> [Action item]:
The lines below that include "blue" are to be found and copied.

> [The data]:
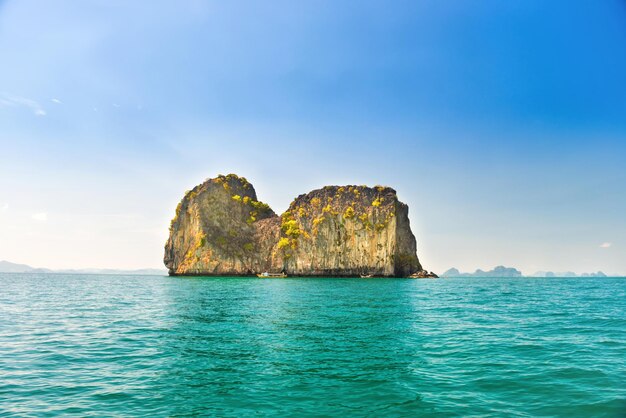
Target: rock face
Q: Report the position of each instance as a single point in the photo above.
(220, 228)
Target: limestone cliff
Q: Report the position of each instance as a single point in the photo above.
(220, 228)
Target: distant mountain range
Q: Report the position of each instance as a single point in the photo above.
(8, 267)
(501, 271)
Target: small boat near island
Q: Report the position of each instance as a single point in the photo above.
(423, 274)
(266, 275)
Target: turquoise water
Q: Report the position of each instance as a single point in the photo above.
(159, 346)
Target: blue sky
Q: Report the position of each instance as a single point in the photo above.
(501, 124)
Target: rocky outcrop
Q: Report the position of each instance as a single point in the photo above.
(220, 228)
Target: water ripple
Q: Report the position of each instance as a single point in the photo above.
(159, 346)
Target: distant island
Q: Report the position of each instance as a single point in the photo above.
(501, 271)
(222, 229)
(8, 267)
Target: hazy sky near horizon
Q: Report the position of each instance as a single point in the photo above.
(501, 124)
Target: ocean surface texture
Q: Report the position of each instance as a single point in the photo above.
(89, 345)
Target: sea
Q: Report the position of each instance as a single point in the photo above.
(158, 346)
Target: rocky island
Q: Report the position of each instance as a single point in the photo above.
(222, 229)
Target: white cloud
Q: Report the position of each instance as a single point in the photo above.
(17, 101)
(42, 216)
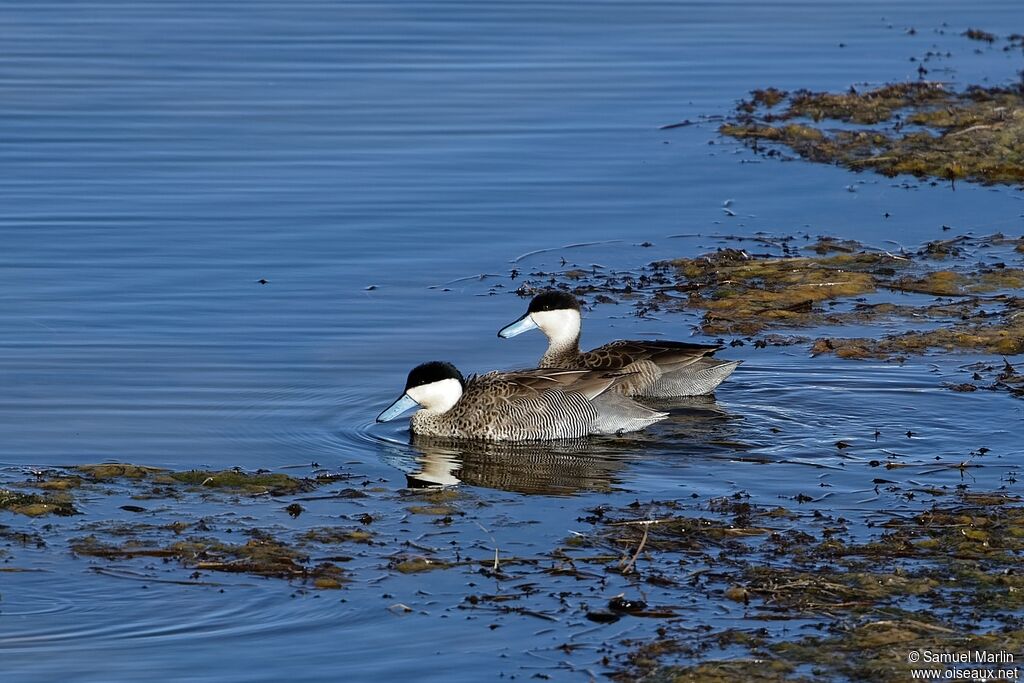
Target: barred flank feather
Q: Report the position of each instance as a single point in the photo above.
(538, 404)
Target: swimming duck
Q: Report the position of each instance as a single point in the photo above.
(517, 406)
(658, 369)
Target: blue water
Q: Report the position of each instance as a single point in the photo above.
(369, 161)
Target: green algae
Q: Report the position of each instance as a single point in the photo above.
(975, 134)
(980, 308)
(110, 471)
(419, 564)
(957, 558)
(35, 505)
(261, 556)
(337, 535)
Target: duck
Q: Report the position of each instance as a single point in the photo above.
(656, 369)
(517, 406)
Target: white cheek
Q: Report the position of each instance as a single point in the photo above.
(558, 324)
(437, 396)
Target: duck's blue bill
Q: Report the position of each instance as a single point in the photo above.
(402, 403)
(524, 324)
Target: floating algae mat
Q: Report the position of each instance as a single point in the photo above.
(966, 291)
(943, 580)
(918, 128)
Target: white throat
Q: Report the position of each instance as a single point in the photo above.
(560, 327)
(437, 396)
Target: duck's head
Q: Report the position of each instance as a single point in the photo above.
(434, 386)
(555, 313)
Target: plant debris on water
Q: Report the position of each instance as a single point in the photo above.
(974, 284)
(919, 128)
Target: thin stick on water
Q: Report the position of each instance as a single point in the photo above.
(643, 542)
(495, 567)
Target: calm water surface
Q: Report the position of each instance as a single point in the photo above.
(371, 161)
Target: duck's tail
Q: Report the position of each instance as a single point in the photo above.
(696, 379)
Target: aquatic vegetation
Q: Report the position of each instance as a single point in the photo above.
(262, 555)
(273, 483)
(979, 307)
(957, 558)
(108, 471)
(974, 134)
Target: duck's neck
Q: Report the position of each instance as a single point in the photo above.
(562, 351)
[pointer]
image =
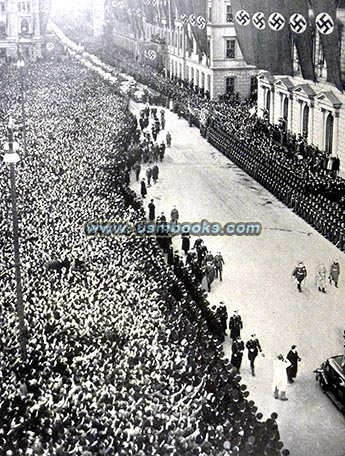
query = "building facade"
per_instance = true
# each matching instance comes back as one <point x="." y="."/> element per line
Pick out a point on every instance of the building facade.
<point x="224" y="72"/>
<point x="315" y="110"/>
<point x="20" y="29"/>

> [Response area]:
Target: blue sky
Target: blue water
Target: duck's blue bill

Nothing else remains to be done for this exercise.